◆ **Work to do**
Reproduce verbatim the lines of the items below, beginning with the line that contains "target | stone bridge" and ending after the line that contains "(1014, 770)". Both of those lines are included.

◆ **Source material**
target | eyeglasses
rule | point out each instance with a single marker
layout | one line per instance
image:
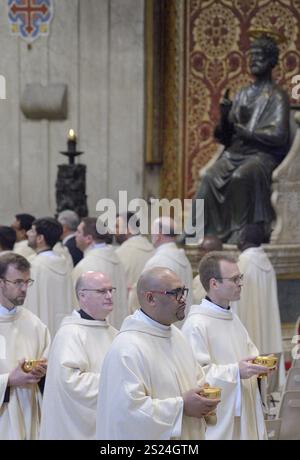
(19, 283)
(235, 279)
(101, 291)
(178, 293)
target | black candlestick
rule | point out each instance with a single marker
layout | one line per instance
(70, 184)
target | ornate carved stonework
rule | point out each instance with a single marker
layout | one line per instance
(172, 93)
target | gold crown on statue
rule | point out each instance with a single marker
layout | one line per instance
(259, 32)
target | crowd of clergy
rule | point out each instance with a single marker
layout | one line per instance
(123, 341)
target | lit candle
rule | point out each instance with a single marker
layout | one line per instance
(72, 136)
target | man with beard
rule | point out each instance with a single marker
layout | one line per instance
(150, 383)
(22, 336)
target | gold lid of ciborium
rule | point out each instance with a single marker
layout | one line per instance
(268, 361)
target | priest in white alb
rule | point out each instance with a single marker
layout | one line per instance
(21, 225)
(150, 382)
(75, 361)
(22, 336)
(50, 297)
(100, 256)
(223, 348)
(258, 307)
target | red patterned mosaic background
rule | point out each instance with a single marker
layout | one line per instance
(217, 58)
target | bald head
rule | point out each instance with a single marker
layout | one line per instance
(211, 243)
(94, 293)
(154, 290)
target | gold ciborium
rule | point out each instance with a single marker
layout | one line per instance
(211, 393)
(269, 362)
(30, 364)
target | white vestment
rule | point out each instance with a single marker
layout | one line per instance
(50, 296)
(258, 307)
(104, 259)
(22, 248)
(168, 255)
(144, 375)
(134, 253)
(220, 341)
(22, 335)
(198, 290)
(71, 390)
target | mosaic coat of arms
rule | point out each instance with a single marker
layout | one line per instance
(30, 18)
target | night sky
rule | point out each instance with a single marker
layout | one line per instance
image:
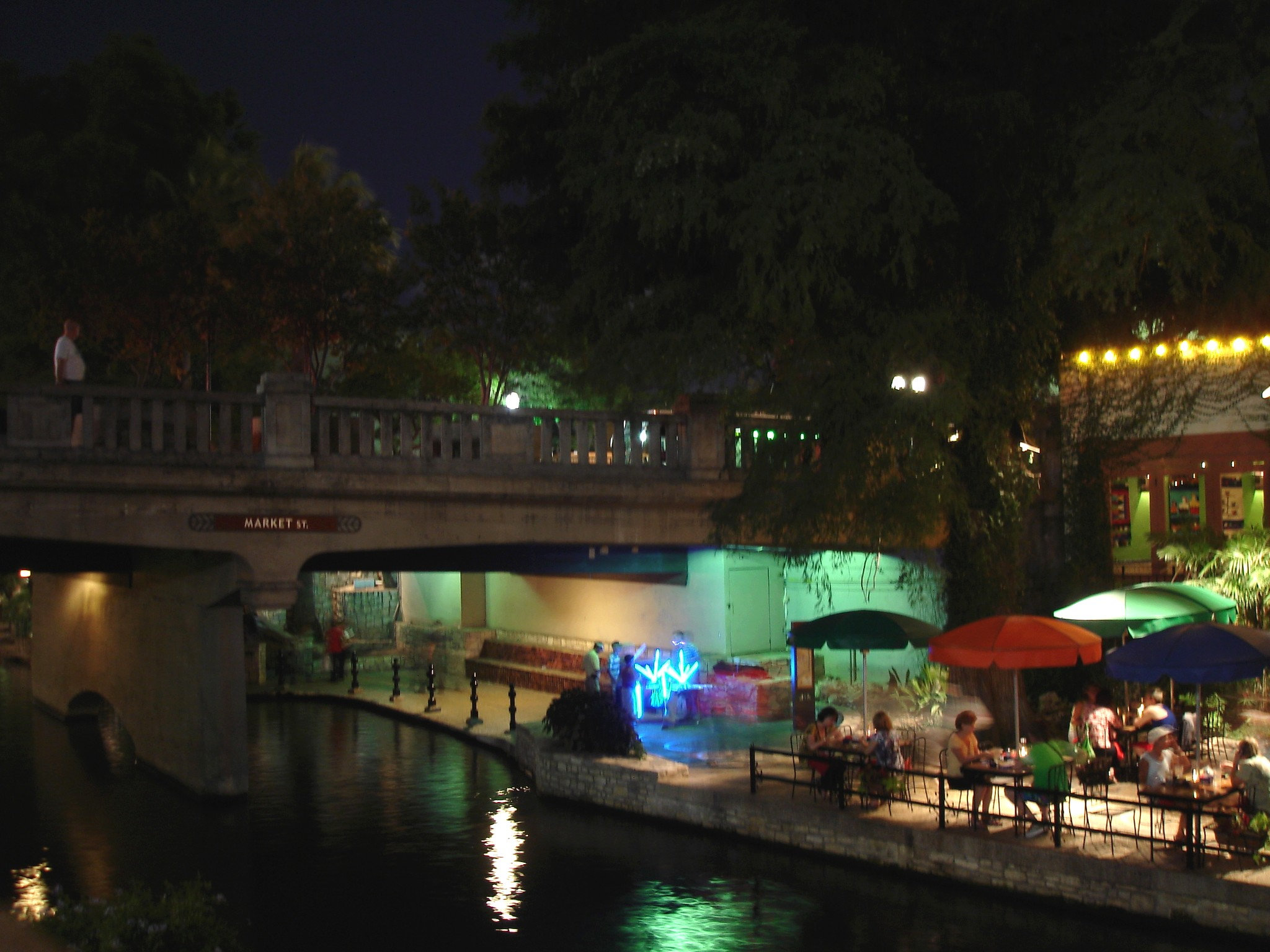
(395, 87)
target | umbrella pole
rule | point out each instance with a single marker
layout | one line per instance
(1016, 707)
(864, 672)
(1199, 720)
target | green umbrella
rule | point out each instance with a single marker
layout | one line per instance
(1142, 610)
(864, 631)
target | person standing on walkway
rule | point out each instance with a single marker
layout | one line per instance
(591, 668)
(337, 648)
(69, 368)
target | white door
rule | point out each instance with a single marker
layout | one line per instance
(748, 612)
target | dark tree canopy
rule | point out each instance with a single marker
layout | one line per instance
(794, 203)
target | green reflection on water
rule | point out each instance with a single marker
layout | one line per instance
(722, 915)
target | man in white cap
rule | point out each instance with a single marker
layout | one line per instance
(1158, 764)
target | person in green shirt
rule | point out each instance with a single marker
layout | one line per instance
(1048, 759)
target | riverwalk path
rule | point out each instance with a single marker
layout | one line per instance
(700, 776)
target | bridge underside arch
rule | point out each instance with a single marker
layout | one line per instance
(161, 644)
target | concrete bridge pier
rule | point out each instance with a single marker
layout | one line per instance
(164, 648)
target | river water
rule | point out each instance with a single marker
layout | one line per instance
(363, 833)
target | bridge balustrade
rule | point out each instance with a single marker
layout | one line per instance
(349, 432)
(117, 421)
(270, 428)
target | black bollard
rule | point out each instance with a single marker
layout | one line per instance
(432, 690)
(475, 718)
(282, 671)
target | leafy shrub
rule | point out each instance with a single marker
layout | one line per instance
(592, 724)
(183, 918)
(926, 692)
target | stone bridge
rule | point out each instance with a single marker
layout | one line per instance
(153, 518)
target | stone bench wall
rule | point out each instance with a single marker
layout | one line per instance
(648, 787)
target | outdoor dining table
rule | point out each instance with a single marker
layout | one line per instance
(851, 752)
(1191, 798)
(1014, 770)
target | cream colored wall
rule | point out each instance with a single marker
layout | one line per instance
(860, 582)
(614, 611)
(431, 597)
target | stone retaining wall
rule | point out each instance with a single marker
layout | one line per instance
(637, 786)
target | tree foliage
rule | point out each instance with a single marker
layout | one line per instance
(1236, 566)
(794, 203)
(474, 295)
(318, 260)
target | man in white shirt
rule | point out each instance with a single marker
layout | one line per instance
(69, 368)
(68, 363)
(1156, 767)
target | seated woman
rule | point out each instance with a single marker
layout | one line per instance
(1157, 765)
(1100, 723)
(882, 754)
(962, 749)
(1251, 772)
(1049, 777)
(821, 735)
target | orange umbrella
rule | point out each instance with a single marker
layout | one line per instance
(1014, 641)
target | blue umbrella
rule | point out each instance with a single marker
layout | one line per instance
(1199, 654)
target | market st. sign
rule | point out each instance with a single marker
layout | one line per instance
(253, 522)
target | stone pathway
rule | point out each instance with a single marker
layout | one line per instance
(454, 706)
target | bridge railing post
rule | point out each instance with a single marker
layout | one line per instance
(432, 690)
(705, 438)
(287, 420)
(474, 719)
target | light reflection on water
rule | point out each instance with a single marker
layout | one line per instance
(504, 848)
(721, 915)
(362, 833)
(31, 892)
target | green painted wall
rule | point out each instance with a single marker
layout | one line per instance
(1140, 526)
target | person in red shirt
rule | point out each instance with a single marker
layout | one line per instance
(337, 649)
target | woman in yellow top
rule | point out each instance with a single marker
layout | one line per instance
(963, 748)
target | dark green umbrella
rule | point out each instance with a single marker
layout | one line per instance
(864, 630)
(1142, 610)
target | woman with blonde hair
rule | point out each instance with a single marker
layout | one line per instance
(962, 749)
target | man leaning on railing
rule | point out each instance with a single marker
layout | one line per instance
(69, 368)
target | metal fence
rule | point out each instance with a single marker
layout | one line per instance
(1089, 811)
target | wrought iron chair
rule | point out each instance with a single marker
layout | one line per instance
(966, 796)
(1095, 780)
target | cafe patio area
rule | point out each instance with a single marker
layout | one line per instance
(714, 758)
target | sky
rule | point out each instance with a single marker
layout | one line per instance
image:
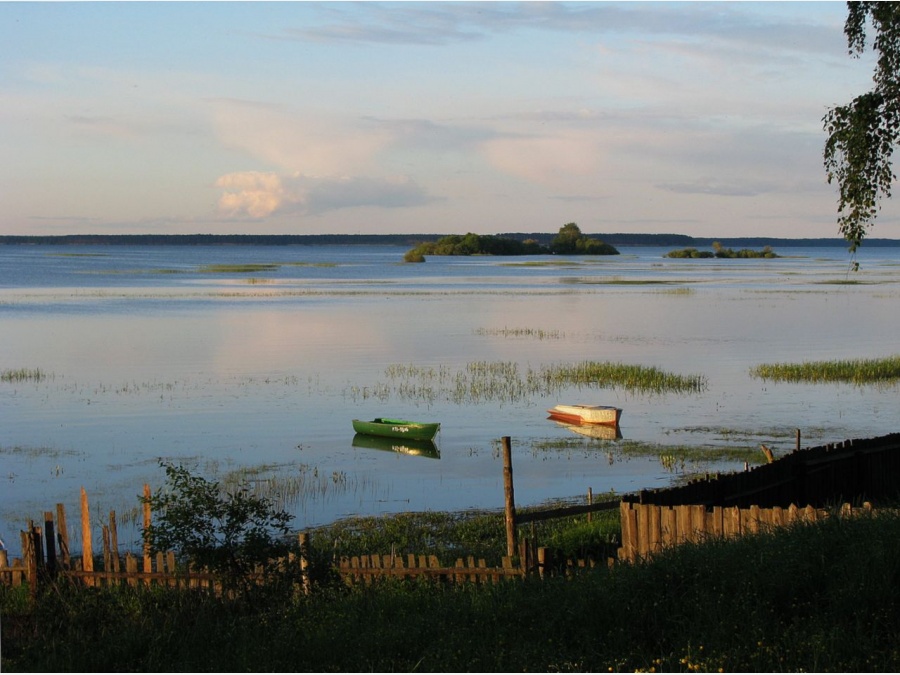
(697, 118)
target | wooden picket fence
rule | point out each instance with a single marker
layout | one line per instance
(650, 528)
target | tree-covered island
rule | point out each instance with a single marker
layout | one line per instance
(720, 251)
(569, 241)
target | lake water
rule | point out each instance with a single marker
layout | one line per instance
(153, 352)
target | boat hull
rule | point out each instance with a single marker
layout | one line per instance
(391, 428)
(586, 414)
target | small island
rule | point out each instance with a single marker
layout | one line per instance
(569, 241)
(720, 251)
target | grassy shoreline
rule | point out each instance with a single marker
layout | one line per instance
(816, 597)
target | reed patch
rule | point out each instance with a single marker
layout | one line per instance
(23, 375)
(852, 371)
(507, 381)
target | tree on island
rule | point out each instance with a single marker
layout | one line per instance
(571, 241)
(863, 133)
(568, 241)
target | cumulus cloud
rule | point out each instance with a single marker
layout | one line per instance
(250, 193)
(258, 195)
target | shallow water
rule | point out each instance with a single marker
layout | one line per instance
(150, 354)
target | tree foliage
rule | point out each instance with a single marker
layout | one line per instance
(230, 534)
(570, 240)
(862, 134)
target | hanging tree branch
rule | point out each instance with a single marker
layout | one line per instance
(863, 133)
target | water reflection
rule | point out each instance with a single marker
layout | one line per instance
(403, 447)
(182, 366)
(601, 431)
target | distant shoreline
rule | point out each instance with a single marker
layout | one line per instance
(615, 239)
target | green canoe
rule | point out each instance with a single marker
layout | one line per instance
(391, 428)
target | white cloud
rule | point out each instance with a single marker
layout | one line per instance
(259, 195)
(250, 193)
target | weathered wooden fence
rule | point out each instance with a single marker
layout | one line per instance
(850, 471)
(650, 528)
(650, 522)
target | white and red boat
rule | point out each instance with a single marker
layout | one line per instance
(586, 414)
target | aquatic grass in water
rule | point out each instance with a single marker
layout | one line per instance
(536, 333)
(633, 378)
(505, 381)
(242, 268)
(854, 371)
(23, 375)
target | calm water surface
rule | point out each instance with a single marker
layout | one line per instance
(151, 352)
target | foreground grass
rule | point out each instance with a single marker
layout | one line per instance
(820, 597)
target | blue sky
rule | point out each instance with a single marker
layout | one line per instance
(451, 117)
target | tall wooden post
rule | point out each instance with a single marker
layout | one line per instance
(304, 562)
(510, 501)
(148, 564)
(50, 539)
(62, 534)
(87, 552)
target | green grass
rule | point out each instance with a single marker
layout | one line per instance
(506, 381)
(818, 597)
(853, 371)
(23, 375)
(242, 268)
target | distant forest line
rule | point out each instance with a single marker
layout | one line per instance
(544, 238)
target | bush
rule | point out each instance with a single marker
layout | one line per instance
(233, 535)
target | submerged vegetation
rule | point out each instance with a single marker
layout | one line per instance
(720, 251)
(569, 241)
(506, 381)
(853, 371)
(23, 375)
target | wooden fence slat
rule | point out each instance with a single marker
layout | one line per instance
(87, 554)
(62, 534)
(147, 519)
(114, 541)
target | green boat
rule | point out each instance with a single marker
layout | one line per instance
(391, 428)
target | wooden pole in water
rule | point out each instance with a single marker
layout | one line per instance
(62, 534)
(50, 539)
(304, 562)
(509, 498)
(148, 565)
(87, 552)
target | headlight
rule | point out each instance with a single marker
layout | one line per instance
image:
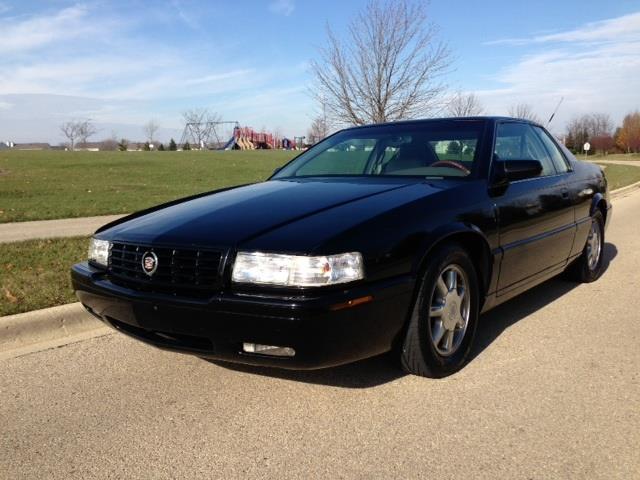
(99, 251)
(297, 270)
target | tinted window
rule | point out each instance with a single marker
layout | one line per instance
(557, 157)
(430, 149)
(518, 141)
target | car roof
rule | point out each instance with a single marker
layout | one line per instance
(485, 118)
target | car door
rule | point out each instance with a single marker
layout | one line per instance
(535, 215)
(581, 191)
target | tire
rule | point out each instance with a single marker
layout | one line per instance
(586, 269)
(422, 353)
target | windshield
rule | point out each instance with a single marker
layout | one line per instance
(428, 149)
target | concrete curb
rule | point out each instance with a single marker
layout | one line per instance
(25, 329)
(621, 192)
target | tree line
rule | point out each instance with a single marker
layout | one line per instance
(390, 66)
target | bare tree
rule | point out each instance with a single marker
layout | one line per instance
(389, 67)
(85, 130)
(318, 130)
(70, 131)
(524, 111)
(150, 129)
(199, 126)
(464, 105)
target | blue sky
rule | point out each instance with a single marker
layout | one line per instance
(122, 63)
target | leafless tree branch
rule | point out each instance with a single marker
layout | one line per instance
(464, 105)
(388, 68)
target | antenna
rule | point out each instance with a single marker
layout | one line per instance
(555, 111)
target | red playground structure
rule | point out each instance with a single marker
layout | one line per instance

◆ **Written answer**
target | stone bridge
rule | point out each instance with a single marker
layout | one line per instance
(153, 518)
target | stone bench wall
rule | point out each instance with a single marker
layout | one line per instance
(648, 787)
target | outdoor dining table
rule | point out each instance with a single marker
layout | one line per instance
(851, 752)
(1191, 798)
(1014, 770)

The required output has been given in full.